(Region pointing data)
▼
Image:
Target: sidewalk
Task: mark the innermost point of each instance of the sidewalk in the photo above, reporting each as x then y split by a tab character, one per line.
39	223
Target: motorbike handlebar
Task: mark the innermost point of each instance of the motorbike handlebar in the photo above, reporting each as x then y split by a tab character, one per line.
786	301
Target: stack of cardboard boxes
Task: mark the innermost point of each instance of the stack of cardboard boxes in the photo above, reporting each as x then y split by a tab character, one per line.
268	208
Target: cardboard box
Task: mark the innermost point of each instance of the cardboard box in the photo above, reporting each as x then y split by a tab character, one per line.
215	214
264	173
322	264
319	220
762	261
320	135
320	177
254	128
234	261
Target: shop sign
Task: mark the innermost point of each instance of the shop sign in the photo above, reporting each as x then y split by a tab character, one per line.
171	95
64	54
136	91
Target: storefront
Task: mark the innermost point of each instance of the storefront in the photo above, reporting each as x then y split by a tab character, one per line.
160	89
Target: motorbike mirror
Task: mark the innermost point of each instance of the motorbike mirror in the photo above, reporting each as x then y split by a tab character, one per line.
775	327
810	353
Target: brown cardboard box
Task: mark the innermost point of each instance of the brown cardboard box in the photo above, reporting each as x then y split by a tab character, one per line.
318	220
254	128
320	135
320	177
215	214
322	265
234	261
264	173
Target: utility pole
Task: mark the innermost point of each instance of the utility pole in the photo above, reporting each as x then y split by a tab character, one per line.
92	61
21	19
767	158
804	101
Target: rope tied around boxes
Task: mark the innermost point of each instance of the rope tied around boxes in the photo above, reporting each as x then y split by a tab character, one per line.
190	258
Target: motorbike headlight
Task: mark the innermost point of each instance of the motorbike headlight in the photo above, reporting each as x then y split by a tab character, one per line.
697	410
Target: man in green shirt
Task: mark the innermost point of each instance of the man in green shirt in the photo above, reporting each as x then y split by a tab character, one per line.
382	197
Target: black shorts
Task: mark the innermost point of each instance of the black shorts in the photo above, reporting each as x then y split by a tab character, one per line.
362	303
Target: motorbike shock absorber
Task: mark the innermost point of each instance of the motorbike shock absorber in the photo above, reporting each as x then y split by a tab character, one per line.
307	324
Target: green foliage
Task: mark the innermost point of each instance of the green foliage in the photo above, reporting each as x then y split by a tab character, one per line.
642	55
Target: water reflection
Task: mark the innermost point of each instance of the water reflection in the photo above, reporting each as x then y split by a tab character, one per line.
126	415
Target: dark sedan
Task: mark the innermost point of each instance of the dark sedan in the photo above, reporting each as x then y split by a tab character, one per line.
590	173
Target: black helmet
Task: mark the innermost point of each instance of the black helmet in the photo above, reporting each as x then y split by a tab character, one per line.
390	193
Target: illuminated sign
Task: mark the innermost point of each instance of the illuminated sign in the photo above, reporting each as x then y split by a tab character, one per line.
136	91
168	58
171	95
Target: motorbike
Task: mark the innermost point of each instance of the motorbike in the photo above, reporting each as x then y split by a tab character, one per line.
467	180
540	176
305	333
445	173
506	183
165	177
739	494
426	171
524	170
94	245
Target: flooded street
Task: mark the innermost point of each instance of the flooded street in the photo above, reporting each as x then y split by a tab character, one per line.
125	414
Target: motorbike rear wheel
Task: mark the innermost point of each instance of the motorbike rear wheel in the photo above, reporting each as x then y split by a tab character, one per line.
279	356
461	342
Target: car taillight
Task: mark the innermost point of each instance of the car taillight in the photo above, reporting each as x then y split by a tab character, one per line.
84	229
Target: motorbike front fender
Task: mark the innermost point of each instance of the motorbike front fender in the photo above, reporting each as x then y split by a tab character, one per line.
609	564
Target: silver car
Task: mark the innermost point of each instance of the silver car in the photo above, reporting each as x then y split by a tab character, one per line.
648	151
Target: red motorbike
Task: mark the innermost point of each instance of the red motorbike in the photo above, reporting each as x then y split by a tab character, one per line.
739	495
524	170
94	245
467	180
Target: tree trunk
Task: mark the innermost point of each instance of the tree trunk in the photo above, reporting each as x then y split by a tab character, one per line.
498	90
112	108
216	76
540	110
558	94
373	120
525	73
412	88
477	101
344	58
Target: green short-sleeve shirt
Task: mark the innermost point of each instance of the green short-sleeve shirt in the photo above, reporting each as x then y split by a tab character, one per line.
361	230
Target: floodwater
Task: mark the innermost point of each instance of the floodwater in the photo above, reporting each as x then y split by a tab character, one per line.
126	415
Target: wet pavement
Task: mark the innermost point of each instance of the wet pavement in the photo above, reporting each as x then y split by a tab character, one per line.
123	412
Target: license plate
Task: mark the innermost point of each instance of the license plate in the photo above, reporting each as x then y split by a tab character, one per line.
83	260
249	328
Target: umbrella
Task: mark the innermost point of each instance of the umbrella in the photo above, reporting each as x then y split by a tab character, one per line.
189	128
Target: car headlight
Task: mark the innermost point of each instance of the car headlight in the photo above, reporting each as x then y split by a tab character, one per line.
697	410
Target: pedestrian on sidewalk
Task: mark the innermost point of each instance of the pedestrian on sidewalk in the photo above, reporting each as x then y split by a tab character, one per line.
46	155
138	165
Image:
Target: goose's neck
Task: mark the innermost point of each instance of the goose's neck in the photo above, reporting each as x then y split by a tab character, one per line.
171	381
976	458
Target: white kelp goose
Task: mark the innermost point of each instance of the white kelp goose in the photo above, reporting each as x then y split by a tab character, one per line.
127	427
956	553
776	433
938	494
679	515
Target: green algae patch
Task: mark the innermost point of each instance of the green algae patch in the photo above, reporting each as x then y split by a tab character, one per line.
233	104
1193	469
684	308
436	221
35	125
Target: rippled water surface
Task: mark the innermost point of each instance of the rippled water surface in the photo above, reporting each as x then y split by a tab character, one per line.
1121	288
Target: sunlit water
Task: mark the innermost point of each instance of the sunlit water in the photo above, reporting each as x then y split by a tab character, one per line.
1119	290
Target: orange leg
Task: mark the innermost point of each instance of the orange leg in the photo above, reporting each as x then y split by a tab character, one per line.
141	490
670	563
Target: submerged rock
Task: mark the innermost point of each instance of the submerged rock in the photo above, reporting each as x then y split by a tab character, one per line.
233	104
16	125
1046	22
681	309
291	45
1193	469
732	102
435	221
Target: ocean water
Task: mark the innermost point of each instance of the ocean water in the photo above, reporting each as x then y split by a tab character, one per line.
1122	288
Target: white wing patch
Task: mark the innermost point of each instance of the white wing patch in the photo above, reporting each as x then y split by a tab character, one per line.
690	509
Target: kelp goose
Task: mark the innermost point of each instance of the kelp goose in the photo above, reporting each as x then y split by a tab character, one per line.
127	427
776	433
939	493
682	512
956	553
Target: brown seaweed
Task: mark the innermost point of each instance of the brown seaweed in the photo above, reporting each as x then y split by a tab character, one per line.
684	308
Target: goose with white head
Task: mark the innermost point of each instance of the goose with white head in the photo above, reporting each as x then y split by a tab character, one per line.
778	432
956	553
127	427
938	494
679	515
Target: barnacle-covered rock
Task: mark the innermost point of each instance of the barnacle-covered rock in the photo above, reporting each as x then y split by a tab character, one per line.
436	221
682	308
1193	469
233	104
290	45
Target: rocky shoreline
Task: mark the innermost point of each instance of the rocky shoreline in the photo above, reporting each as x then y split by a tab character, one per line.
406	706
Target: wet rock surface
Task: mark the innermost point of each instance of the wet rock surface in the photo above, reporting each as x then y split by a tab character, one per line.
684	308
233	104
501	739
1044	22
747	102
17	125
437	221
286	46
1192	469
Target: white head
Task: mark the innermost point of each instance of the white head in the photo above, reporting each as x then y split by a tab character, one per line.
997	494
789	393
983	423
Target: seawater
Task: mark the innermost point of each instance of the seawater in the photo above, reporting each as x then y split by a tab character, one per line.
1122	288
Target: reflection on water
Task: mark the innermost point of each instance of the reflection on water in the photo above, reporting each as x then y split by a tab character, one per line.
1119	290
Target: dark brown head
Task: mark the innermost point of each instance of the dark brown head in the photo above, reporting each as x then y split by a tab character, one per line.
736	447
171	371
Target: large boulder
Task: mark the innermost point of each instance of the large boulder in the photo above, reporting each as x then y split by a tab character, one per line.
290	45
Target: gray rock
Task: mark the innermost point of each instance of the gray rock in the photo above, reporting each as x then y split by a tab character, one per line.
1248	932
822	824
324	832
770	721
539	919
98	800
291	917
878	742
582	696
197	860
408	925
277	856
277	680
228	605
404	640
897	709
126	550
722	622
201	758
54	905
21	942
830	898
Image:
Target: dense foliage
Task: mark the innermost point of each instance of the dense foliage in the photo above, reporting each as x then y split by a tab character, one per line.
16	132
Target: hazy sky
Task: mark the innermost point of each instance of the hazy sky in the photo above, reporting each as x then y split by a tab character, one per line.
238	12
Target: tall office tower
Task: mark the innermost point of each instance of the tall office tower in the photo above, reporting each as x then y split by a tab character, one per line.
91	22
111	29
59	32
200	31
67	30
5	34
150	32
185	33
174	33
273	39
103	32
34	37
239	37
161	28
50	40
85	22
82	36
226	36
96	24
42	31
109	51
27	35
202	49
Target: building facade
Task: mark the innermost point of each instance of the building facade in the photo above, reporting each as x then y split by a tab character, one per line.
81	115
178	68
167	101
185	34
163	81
▲
Your task — Output, from the data above, the lines from the line with "Target: brown seaweed" to the line with "Target: wet rock surface" exactly as they stand, both ends included and nothing else.

Answer to this exercise —
Target: brown seaweed
Task: mark the innermost point of each instance of the brown seaweed in the photo above, reporting each as x then y split by a tab character, one per line.
684	308
Target: goose with white head
Task: mark the innermost point of each instance of the goose with white head in the photo above, reporting each as x then y split by a tab character, one per line.
778	432
956	553
127	427
938	494
679	515
Target: barnacle-covered rock
Task: mark the innermost point of each instance of the barnacle-covered rock in the photo above, reporting each as x then y split by a tab character, one per line.
436	221
682	308
1193	469
233	104
290	45
Target: rocky shoreline
Task: mark the innermost point of each instance of the rocky shoreline in the photo above, reporting each as x then y split by a tab character, one per line.
406	706
Target: wet rock surface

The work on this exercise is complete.